TASK GOAL - Write out each record below exactly as it appears, with no pictures.
--- begin STORED ROWS ---
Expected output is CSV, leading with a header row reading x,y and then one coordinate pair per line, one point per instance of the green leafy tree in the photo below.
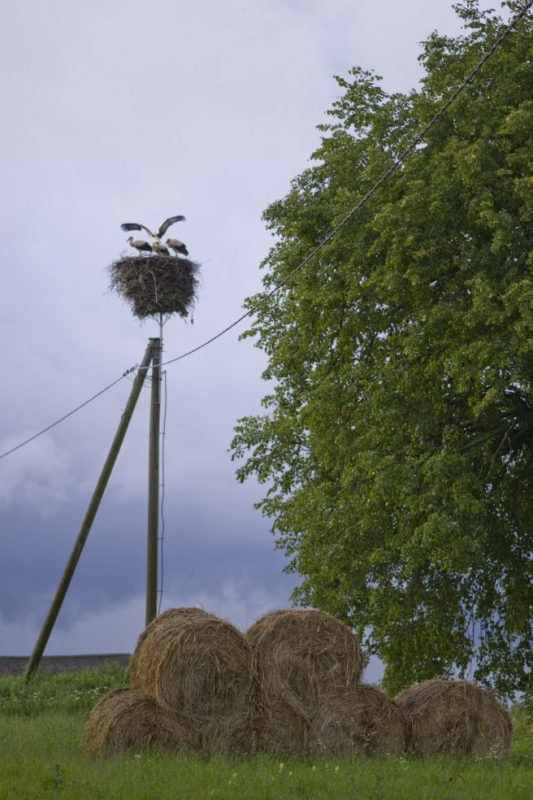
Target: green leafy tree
x,y
397,441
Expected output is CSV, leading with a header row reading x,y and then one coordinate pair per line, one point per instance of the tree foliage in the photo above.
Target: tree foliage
x,y
397,441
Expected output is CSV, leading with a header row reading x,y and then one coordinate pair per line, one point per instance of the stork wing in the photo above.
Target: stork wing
x,y
134,226
163,228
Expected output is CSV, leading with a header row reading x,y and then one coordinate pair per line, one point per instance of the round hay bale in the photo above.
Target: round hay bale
x,y
125,720
358,720
229,734
303,654
155,285
194,664
456,718
280,729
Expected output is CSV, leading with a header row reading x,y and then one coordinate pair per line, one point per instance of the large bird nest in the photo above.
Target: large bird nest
x,y
456,718
155,285
125,720
303,654
358,720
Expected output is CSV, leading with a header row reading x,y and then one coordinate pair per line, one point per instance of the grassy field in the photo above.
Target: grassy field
x,y
40,757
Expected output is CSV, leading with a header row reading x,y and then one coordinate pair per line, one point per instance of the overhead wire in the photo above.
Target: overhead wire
x,y
162,497
386,175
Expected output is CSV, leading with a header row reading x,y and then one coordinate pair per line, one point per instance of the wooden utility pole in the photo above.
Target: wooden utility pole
x,y
153,485
64,583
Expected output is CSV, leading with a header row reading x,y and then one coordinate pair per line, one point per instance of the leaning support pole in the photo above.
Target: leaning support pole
x,y
153,486
64,583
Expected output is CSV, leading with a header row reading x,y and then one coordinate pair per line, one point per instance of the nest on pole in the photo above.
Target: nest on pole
x,y
155,285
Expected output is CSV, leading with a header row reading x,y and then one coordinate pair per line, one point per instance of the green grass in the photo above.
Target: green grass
x,y
40,757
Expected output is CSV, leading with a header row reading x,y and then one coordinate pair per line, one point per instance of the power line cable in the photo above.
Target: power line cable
x,y
416,141
70,413
162,486
386,175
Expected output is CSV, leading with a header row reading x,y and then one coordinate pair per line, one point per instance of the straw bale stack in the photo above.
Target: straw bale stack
x,y
199,667
358,720
456,718
125,720
301,655
155,285
281,729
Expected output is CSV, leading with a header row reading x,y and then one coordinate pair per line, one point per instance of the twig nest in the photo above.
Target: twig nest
x,y
456,718
155,285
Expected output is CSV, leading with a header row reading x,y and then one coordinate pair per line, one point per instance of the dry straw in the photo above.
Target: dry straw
x,y
155,285
301,655
358,720
194,664
281,729
126,720
456,718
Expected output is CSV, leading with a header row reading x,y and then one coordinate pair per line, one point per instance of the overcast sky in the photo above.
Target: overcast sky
x,y
117,111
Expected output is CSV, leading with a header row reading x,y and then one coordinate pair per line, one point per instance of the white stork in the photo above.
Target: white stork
x,y
140,245
159,248
177,246
156,235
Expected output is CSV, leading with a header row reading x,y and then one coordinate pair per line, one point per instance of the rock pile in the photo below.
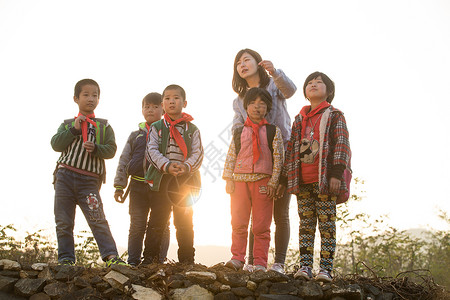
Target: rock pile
x,y
169,281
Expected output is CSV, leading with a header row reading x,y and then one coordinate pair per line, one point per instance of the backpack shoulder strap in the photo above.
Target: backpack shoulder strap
x,y
237,139
270,131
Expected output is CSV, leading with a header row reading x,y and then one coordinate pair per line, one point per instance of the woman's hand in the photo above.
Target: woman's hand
x,y
268,66
229,188
335,185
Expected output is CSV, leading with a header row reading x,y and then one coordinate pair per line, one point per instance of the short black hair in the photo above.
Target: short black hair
x,y
175,87
152,98
254,93
83,82
326,80
240,84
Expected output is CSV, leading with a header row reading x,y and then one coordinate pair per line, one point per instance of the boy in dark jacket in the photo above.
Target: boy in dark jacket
x,y
84,142
132,163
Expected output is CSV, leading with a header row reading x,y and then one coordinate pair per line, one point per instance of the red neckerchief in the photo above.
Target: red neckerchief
x,y
306,114
148,130
84,125
175,134
255,136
--- end STORED ROWS ---
COMPLETE RESPONSE -
Expected output is CSV, leading with a header row reading x,y and then one coordinate pair per line, one point per instance of the green leafy tree in the photo below.
Target: green leafy tree
x,y
397,441
Expected output is CSV, leading with a header row reading x,y and then one coordinate pair per line, one point per instance of the tree foliage in the photo above.
Target: tree foliage
x,y
397,441
Expected output is CSV, leading with a header row reading x,y and then one coordinate pair per line, one point per instance of the stork wing in the photo above.
Target: stork wing
x,y
134,226
163,228
Expected output is CSV, leading with a header row reading x,y and then one coordinate pair per line, one point per instance of the round hay bale in the photo above.
Target: round hay bale
x,y
125,720
358,720
229,734
303,654
155,285
194,664
456,718
280,729
Expected output is CSV, leading with a header row reading x,y and then one coordinate pair per line, one point per instance of the large bird nest in the photo above.
Target: large bird nest
x,y
456,718
155,285
125,720
303,654
358,720
Expected output is CSV, leading with a header row reading x,y and then one coordinate pair per line, one point per instance of the grassy field in the photo above.
Target: grassy field
x,y
40,757
Expected output is CSV, leading with a header row reading x,y and then one coordinate pair per line, one point per instance of the overhead wire in the photo above.
Target: overhead wire
x,y
162,497
386,175
Expected output is CSV, leading with a header row reading x,y and then one coordinate pair per line, one point per instance of the wooden utility pole in the photo above.
Target: wooden utility pole
x,y
153,485
64,583
Expected output is CSV, leading with a header row reading x,y and then one coordinate pair per line, one point per instance of the leaning support pole in the photo above.
Target: leaning support pole
x,y
153,486
64,583
Expected output is CSV, leading with a header row reading x,y and then one coordinate pair per line, one point per instance of the nest on pole in the photo above.
Target: nest on pole
x,y
155,285
Expected output is CSV, leading with a header row reading x,y and then one coordinate pair per line, one point per instance of the green grass in the photo above.
Target: green grass
x,y
40,757
Expected output is CSV, leading with a header row reading x,y and then one coordinate pair per line, one point per instance of the power line cable in the photo above.
Target: power line cable
x,y
416,141
70,413
162,486
386,175
Expected output is CSV, leading with a header row reading x,y and then one coordinate pair per line, one point per instance of the straw bale stack in the photo above.
Target: straw bale stack
x,y
199,667
358,720
456,718
125,720
301,655
155,285
281,729
Expected output is CSV, leading with a header row reading x,y and then one coordinate pair per line, one point per instance of the twig nest in the photo above.
Target: twig nest
x,y
456,718
155,285
Expected output is CSV, leading with a header row reading x,y and then one coordinate pair per line, one point per instance of the dry straw in the photo above.
Target: dry straw
x,y
155,285
301,655
358,720
194,664
281,729
126,720
456,718
Expected output is CSV, leading with a header row reading x,y and then one coordinate pair per line, one point per instance of the overcast sky in the photo above.
Target: overcast sky
x,y
117,111
Expected output is CSV, leading with a header row reading x,y and then one coordinate pair per line, one point per instance of the white stork in the photo above.
Target: white stork
x,y
140,245
159,248
177,246
156,235
Expected output is CSV, leading with a header row reading x,y and then one coordinate pair per line, one point per instance of the rock pile in the photo below.
Target: rock pile
x,y
169,281
Expected output is CSV, leading with a header row reading x,y and then one coordinate pair per line, one point per instance of the backpack shoulder strap in the photo above.
Target: backpack shoulder strap
x,y
237,139
270,131
Expected output is CSV, leading with a header row reading x,y and then one coordinate pair per line, one point per instance of the woman's hand in the photo above.
Target: woman's hand
x,y
268,66
229,188
335,185
Expected output is CSV, leading with a header row reading x,y and then one coordinate pair per line, one point per instance of the short black hair in the photo above.
Target: short black hair
x,y
175,87
152,98
254,93
83,82
326,80
240,84
Expected output is CSV, leading with a header row reading x,y and then one coordinate pair per line, one point per instance of the boy in dark jacket in the photo above.
Target: boy in dark jacket
x,y
84,142
132,163
Expected output is CSV, leading with a header row reading x,y and then one coordinate pair per line, one point per instance of the red neckerchief in the photo above.
Target: red neckerchief
x,y
306,114
148,130
84,125
175,134
255,136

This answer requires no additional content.